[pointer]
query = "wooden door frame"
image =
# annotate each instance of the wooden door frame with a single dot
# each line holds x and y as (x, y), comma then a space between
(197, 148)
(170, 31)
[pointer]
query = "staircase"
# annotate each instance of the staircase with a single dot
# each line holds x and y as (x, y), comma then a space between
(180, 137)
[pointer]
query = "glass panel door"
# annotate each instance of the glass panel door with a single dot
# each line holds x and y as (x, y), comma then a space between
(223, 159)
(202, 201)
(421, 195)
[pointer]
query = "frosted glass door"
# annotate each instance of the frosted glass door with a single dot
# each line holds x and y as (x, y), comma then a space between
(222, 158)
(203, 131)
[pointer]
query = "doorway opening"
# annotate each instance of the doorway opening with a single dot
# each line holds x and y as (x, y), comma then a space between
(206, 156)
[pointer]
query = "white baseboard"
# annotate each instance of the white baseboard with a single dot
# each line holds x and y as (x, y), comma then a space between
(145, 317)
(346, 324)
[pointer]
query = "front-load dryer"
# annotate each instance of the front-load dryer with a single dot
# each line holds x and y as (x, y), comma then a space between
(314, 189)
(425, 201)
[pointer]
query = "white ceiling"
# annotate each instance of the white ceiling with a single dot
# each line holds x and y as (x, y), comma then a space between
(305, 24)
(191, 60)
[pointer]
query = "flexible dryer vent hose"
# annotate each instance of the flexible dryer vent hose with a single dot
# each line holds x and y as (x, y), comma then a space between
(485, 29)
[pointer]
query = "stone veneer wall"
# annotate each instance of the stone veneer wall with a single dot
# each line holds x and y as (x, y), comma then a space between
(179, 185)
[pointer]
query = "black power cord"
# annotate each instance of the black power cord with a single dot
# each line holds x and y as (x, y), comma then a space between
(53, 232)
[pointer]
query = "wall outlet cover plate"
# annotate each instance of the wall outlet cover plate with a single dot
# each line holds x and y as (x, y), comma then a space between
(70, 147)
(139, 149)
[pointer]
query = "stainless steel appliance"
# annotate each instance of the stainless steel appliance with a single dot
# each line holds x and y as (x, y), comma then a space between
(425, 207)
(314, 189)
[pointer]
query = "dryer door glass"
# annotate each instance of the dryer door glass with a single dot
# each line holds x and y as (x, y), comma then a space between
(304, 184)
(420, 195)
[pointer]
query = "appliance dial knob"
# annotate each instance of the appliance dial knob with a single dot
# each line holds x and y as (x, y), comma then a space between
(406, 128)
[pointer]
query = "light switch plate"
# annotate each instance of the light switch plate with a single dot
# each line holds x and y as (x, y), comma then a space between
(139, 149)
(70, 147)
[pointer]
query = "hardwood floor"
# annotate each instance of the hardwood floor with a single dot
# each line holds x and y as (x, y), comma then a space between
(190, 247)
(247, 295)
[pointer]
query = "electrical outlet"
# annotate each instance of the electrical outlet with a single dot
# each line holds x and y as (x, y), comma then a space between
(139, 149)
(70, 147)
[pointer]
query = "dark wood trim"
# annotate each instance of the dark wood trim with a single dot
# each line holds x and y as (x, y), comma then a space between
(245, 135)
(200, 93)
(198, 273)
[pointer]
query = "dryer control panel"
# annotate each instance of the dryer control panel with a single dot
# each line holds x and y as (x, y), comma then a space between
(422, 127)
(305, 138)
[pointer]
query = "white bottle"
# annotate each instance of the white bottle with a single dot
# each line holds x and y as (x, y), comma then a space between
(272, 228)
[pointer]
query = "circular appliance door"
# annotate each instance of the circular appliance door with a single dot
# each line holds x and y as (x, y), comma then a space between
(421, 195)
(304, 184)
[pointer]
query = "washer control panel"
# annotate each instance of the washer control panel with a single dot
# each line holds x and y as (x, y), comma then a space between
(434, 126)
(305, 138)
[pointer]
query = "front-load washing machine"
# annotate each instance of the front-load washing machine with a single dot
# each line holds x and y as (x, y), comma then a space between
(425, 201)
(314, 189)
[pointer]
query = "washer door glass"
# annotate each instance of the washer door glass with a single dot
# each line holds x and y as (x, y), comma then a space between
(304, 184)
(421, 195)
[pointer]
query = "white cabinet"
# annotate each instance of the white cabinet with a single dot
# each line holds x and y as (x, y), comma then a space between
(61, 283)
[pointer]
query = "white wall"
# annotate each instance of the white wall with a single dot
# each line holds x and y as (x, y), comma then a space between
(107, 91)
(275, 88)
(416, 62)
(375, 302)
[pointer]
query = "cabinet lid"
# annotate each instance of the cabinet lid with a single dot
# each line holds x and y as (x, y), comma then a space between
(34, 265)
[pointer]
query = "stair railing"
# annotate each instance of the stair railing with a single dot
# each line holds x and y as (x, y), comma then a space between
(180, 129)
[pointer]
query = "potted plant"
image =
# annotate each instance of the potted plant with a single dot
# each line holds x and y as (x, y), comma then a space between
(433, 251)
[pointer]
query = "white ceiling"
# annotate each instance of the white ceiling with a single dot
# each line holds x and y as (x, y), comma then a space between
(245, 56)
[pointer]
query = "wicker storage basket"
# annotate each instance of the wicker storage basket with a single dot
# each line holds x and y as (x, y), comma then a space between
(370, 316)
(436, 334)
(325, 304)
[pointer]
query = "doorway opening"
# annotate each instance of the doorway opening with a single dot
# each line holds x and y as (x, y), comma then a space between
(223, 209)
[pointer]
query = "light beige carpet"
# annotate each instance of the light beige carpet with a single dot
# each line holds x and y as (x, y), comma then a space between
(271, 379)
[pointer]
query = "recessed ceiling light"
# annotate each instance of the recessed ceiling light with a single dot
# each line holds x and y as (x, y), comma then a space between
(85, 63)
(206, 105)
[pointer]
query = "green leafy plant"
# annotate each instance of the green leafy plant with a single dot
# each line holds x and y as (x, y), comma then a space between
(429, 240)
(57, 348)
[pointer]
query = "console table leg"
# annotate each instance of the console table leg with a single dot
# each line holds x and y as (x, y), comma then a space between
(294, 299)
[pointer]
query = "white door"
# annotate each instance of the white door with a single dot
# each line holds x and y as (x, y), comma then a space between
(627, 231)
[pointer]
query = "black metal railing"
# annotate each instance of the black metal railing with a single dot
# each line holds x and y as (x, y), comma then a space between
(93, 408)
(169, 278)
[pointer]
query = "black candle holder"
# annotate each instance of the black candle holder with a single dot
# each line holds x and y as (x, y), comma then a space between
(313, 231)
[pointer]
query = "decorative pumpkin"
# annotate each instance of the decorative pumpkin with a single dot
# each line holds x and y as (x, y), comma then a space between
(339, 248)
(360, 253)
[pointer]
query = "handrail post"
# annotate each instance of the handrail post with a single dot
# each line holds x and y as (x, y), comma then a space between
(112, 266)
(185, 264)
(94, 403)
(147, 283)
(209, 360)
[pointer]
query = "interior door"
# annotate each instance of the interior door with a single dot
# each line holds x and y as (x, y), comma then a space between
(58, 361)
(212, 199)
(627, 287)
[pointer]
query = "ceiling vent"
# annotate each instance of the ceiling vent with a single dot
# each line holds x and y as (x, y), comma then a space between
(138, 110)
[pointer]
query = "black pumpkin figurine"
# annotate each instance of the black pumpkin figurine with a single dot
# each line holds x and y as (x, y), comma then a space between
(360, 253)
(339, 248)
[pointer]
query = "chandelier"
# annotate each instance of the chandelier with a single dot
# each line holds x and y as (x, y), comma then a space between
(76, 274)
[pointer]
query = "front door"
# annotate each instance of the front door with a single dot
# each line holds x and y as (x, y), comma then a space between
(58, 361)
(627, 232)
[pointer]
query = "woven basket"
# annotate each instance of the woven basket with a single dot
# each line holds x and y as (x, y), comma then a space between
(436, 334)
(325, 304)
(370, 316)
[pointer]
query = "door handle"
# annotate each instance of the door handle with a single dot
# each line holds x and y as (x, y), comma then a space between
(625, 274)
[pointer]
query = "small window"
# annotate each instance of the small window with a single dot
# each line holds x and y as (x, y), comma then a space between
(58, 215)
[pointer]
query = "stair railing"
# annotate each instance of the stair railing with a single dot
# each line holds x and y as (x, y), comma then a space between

- _The task_
Please filter the items above and copy every line that contains the word "leafy".

- _Output of the exercise_
query = "green leafy plant"
# annotate each instance of the green leafy plant with a single dot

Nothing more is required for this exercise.